Brief 1: Rewrite the records starting with the line that contains "the dried stick." and going on through the end of the records, including both ends and keeping the requests, with -57 added to every number in the point coordinates. Leave the pictures out.

In the pipeline.py i imported the two classes from items.py, defined 2 differents functions and dict for each. This way i can have different duplicate record treatment and different writing processes to the database for each item class!
The new code for pipeline.py:
from scrapy.exceptions import DropItem
from scrapy_mongodb import MongoDBPipeline
from locman.items import apontadorlsItem
from locman.items import apontadordsItem
class apontadorpipe(MongoDBPipeline):
def process_item_ds(self, item, spider):
if self.config['buffer']:
self.current_item += 1
item = dict(apontadordsItem)
self.item_buffer.append(item)
if self.current_item == self.config['buffer']:
self.current_item = 0
return self.insert_item(self.item_buffer, spider)
else:
return item
if isinstance(item, apontadordsItem):
matching_item = self.collection.find_one(
{'datetime': item['datetime'],
'session_id': item['session_id'],
'link_cat': item['link_cat'],
'site_name': item['site_name'].encode('utf-8'),
'domain': item['domain'],
'current_url': item['current_url'],
'state': item['state'],
'city': item['city'].encode('utf-8'),
'neighborhood': item['neighborhood'].encode('utf-8'),
'loc_name': item['loc_name'].encode('utf-8'),
'loc_street': item['loc_street'].encode('utf-8'),
'loc_number': item['loc_number'],
'loc_postal_code': item['loc_postal_code'],
'loc_cat': item['loc_cat'],
'loc_cat_sub': item['loc_cat_sub'],
'loc_source_id': item['loc_source_id'],
'loc_phone': item['loc_phone'],
'address': item['address'].encode('utf-8'),
'coordinates': item['coordinates']}
)

Brief 2: In the pipeline code, which class does apontadorpipe extend?

Entries provided:
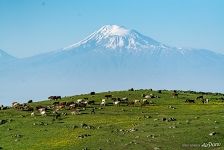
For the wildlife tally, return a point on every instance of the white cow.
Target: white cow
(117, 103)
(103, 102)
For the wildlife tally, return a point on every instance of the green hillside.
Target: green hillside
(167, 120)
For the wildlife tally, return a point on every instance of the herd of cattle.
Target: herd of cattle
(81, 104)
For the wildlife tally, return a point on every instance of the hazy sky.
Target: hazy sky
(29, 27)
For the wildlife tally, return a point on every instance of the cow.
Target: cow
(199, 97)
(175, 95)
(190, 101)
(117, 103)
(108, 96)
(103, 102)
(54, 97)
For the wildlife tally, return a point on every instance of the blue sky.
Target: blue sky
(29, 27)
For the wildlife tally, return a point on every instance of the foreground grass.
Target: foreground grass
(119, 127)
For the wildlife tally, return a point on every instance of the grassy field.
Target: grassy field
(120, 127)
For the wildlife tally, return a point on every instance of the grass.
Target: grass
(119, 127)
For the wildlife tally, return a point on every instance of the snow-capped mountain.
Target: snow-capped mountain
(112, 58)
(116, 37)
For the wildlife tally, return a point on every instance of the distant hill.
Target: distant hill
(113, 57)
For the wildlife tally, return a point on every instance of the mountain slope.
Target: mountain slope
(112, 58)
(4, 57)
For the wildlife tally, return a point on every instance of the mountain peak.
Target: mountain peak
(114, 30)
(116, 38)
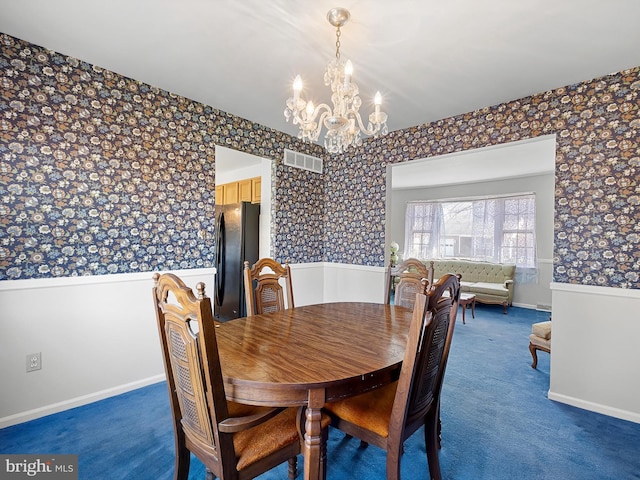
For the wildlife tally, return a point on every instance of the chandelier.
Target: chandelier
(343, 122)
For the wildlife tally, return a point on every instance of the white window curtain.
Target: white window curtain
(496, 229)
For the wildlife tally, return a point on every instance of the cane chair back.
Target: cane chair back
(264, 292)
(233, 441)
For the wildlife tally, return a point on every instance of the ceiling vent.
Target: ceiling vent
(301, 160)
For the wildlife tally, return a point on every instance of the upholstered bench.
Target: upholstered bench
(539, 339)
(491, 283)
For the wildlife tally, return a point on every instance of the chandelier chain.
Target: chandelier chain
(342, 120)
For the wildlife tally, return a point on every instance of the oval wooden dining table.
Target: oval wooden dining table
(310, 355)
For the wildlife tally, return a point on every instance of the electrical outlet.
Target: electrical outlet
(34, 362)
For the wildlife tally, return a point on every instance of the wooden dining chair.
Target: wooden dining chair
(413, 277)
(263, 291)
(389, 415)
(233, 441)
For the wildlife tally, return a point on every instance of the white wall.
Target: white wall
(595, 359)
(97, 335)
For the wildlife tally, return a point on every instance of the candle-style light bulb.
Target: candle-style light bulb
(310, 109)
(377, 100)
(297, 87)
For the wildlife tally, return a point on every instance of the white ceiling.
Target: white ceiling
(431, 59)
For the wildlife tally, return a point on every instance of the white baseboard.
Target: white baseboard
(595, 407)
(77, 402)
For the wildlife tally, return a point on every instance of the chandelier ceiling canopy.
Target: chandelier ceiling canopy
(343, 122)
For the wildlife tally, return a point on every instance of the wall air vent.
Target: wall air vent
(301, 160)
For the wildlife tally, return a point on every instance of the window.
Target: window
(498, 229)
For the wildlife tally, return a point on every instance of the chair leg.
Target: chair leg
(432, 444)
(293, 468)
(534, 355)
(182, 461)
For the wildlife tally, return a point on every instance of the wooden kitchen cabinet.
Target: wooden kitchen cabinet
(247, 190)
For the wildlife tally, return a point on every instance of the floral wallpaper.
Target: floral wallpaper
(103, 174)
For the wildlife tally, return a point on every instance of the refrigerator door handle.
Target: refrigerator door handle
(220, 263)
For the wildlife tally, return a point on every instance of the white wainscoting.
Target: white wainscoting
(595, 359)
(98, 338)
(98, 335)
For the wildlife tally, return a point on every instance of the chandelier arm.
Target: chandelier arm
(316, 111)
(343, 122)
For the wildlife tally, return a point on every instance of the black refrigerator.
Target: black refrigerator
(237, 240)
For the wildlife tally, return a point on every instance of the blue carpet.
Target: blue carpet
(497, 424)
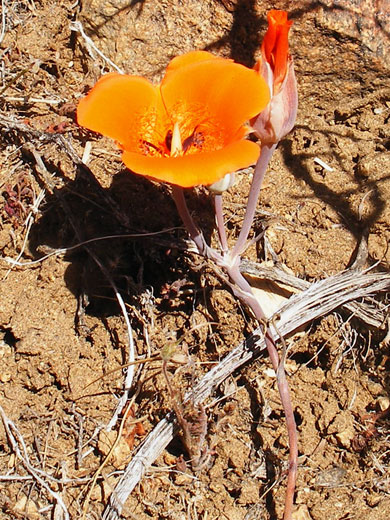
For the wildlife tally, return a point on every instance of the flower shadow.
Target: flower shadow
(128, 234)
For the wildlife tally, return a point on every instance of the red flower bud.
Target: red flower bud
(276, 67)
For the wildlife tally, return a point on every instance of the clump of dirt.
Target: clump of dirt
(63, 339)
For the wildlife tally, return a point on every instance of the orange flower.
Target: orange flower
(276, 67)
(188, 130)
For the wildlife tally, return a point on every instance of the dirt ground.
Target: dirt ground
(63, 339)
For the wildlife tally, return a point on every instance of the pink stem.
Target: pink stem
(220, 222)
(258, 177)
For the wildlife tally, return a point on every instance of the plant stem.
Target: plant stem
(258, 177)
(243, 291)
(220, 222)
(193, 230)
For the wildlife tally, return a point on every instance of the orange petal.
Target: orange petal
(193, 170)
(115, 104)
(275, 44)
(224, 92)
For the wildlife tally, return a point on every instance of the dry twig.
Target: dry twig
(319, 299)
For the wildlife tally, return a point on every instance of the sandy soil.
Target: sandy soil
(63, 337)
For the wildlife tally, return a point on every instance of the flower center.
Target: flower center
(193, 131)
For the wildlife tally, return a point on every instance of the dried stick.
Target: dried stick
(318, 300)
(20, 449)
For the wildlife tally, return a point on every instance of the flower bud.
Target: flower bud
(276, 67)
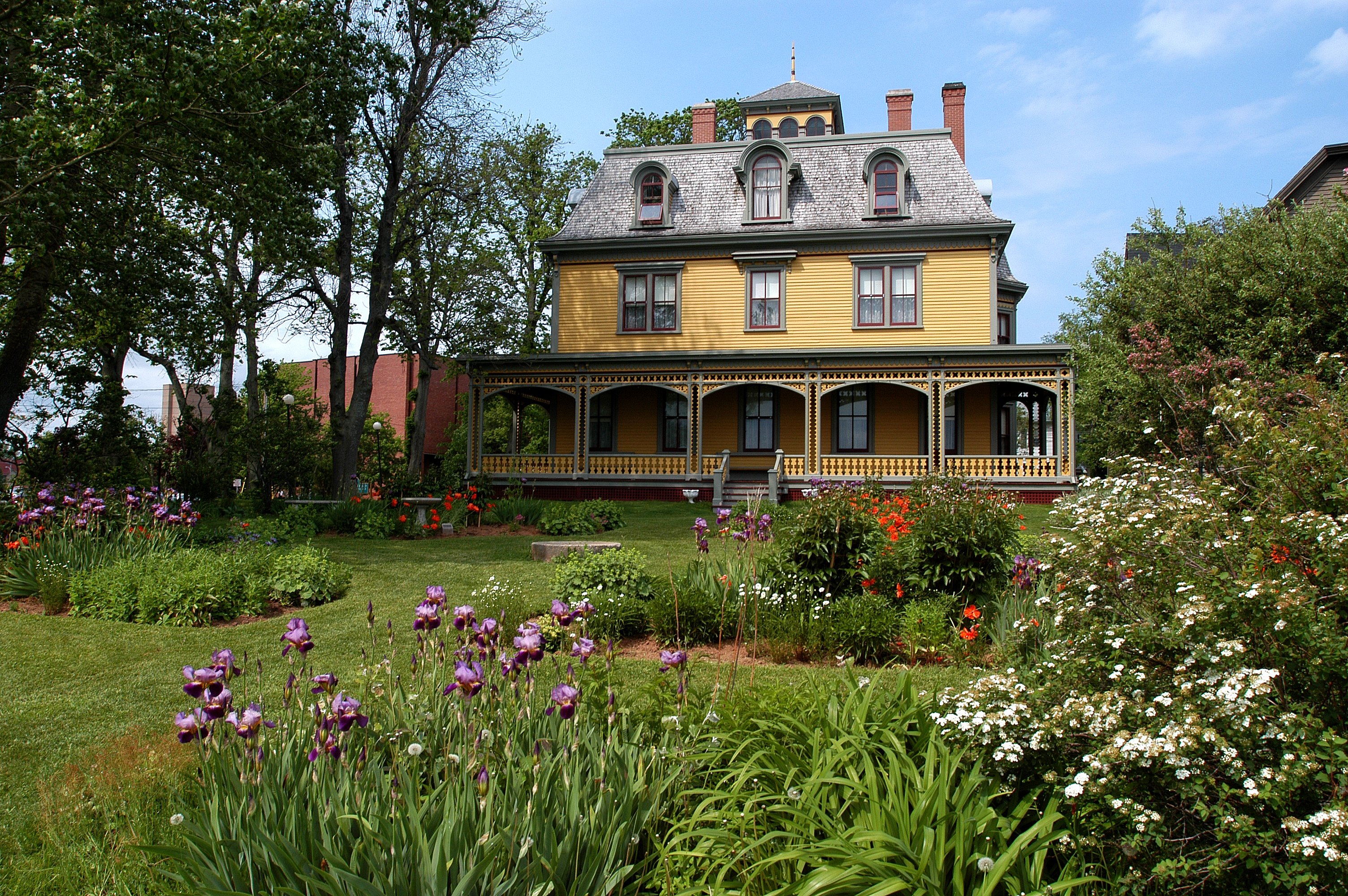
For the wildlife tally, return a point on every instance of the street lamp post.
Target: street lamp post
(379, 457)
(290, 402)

Exercise result 1:
For the wildlife tally, return a point on every instance of the dried stick.
Target: dried stick
(261, 243)
(-37, 392)
For the wildlife tally, return a point on every instance of the flower bud.
Target: flower bud
(219, 10)
For the wildlife tally, return a point on every instance of the street lamp post.
Target: street lamp post
(322, 400)
(233, 345)

Exercise result 2: MongoDBPipeline